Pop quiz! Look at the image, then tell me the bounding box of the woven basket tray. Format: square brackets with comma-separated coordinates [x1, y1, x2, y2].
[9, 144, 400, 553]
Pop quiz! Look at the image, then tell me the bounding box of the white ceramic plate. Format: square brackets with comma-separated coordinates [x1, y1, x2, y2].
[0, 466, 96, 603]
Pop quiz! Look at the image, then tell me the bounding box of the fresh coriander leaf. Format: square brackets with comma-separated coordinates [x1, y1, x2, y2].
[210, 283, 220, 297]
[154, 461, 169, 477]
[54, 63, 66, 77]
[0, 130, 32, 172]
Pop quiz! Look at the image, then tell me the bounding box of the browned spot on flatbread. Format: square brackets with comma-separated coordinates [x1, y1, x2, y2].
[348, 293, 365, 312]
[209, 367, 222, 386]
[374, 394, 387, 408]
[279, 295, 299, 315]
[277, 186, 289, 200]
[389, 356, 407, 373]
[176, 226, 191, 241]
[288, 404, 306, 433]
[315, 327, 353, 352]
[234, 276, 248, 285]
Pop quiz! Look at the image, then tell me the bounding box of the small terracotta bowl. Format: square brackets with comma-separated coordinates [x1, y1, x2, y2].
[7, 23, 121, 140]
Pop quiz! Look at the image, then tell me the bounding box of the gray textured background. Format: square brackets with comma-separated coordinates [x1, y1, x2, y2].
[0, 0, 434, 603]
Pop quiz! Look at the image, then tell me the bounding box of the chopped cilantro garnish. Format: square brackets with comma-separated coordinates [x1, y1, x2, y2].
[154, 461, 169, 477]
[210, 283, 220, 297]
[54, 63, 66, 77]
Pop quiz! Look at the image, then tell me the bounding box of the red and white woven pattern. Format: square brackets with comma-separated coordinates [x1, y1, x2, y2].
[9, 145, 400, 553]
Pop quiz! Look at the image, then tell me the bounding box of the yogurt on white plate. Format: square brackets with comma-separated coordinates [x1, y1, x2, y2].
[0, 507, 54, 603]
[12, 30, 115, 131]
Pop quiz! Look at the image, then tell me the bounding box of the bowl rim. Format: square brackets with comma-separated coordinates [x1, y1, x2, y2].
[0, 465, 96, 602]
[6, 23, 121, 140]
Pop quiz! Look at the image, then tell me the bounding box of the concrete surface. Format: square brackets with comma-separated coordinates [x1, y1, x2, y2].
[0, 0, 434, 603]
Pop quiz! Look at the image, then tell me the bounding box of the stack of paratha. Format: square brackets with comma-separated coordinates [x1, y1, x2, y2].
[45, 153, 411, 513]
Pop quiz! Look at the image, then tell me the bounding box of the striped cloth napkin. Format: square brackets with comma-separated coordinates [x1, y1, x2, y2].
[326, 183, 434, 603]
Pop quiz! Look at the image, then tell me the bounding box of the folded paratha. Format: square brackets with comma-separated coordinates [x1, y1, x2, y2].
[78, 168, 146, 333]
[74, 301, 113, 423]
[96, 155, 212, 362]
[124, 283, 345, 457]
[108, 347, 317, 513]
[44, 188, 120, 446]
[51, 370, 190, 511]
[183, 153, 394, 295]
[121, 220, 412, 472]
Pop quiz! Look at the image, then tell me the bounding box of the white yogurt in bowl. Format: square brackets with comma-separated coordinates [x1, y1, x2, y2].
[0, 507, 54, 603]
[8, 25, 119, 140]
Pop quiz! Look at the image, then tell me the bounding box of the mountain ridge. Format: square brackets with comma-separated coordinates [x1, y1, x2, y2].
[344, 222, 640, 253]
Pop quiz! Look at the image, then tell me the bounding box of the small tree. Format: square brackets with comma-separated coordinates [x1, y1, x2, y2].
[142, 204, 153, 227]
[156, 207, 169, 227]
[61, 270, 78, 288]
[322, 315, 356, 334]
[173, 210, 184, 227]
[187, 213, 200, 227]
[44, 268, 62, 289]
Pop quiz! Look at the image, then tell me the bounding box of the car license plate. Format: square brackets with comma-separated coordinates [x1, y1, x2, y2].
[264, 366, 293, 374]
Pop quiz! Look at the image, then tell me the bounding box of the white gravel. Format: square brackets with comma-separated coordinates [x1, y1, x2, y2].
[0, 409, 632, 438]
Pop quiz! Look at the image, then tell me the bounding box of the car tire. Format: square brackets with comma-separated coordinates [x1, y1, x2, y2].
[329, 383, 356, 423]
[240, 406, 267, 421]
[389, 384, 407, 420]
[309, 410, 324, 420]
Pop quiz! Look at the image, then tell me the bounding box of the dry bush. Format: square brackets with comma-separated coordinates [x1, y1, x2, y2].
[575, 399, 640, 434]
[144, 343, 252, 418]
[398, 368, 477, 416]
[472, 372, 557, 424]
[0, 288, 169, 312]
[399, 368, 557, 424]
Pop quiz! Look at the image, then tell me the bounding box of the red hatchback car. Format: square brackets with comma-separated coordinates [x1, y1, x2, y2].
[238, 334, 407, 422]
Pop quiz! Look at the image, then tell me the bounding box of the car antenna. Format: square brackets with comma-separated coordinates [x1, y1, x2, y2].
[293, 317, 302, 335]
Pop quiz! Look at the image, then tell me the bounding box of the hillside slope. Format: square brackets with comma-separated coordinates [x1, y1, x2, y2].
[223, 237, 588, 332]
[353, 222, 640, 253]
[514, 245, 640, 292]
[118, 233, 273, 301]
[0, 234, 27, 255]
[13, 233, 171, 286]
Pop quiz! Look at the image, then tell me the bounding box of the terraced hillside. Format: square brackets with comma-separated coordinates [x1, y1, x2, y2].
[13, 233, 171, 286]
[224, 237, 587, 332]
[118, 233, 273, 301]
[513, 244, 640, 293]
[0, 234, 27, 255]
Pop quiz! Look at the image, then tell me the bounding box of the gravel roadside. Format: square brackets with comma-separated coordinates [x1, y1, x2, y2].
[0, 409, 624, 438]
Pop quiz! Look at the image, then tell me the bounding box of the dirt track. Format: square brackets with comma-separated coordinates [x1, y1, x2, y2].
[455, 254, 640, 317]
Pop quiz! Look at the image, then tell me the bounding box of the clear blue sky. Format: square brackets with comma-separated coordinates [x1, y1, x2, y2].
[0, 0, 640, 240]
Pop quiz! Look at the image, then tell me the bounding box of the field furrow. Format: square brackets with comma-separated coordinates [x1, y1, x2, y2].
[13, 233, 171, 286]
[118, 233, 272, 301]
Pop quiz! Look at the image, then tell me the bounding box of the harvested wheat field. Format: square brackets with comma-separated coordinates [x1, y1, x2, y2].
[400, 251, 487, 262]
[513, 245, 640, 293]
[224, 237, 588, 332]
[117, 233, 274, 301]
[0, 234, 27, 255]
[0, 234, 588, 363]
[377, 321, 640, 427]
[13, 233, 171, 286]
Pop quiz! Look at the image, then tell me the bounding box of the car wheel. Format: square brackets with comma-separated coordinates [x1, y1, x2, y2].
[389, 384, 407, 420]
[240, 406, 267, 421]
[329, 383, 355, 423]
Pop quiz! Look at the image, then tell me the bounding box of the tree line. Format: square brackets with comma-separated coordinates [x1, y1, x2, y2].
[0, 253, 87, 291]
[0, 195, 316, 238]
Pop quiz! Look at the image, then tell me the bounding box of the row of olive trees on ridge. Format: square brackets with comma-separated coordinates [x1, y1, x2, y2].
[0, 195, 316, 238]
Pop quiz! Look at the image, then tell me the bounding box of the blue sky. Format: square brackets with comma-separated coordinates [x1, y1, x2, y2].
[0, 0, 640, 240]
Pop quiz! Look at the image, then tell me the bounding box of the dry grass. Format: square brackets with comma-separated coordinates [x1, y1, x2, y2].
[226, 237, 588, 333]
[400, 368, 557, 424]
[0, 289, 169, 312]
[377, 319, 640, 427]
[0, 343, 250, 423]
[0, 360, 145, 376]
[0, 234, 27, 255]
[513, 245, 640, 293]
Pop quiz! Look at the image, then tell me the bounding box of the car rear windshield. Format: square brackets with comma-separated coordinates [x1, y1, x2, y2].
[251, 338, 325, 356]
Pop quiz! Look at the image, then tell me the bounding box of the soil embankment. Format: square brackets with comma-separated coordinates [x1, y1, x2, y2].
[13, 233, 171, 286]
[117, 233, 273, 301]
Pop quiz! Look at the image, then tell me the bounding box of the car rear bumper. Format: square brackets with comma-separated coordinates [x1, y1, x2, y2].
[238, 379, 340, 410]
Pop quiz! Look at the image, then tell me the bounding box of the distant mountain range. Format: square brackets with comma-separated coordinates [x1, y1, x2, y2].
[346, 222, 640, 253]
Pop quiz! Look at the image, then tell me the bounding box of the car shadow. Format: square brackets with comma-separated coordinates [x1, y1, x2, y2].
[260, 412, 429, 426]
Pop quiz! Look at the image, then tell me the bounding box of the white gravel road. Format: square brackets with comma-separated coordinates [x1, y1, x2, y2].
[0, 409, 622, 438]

..............................

[TASK DIRECTIONS]
Rescale the bounding-box coordinates in the stretch of records above, from the line containing "of the striped" through the line containing "[326, 183, 434, 603]", inclusive. Reproduce those lines in full, requests included, with each coordinate in the answers multiplied by 0.75 and rounded to a whole number (halves up).

[CORRECT OUTPUT]
Pop quiz! Look at the image, then tell me the bounding box of the striped cloth napkin. Format: square brackets with comma-separated coordinates [x1, y1, x2, y2].
[245, 137, 326, 452]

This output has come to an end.